**Records from a data collection**
--- begin ---

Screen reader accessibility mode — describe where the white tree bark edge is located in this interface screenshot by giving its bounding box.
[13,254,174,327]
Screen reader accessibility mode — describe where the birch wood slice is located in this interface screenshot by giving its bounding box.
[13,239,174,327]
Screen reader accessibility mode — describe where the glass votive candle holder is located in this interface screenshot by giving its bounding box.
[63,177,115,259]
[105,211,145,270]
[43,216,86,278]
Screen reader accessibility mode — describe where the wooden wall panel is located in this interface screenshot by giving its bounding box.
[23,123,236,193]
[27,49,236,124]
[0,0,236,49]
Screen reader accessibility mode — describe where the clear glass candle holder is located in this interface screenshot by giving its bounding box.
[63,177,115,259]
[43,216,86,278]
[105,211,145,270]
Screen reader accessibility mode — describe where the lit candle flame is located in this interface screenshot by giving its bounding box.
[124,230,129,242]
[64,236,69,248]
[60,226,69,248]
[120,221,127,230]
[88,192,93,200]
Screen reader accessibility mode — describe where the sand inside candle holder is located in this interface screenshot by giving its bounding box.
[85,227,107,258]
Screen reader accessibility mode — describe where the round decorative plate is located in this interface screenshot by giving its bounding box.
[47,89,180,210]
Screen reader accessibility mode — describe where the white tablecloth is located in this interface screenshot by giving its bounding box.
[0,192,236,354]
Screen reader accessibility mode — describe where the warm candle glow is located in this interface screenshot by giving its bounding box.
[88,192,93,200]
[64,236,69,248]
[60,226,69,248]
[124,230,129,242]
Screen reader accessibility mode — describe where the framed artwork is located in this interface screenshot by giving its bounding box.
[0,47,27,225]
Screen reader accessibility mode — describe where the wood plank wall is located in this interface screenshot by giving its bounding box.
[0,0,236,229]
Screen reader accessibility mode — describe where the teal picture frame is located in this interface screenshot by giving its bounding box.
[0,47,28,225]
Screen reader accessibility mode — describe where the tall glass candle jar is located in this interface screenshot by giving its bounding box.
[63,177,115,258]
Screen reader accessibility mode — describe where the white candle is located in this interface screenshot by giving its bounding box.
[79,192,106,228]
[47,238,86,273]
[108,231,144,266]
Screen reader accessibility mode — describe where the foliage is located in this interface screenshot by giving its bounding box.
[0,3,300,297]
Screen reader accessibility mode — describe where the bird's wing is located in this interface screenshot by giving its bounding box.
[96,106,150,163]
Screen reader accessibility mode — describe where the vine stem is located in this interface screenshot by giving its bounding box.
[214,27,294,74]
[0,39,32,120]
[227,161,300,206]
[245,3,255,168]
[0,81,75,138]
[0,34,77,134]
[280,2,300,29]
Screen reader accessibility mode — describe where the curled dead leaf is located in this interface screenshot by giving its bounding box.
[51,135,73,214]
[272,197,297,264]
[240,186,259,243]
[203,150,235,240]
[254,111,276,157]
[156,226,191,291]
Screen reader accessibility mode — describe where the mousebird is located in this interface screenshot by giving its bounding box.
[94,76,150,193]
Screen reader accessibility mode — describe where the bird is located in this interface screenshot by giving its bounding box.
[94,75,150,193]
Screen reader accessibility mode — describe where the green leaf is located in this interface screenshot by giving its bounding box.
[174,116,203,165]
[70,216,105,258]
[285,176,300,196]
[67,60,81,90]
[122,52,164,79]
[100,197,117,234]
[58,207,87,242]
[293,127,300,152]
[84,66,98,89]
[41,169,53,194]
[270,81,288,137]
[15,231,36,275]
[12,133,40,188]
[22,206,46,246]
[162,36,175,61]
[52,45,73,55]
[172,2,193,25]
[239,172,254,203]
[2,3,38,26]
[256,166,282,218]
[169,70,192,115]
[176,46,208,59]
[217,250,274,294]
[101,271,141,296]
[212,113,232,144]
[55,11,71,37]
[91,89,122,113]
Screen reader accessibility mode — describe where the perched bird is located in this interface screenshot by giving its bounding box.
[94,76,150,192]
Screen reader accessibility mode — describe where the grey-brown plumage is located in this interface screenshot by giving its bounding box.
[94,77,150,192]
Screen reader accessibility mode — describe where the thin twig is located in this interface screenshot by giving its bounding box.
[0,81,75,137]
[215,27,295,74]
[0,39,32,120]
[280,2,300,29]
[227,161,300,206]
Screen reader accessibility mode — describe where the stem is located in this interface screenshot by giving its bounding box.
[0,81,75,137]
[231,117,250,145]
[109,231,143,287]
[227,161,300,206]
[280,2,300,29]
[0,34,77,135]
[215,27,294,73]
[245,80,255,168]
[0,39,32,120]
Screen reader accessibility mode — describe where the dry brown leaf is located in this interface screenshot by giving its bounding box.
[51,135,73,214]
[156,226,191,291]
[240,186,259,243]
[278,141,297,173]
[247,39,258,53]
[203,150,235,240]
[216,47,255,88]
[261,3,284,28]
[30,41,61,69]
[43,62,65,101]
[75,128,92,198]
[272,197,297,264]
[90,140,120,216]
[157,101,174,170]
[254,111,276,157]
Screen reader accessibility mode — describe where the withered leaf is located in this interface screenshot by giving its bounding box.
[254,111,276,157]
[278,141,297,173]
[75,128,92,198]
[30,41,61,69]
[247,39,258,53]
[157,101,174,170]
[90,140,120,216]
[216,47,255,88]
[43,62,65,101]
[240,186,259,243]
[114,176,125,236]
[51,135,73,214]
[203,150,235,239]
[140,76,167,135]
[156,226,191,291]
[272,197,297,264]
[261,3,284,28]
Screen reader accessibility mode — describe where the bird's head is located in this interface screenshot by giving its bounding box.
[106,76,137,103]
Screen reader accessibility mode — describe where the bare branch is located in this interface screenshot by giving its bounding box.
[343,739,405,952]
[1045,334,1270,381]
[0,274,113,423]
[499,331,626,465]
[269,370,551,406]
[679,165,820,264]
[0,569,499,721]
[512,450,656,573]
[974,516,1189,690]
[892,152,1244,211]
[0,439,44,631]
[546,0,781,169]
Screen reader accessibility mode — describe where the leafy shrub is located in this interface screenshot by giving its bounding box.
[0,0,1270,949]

--- end ---

**Task description**
Which lines in the records above contain the word "brown" in that exact case? Pick out each one and copy it in full.

**Reply**
Screen reader accessibility mode — describe where the grey-brown plumage is located in this interface screenshot by giving its bounding box.
Screen reader accessibility mode — describe where the dry brown leaf is located in this interface screenshot by giving its bounding box.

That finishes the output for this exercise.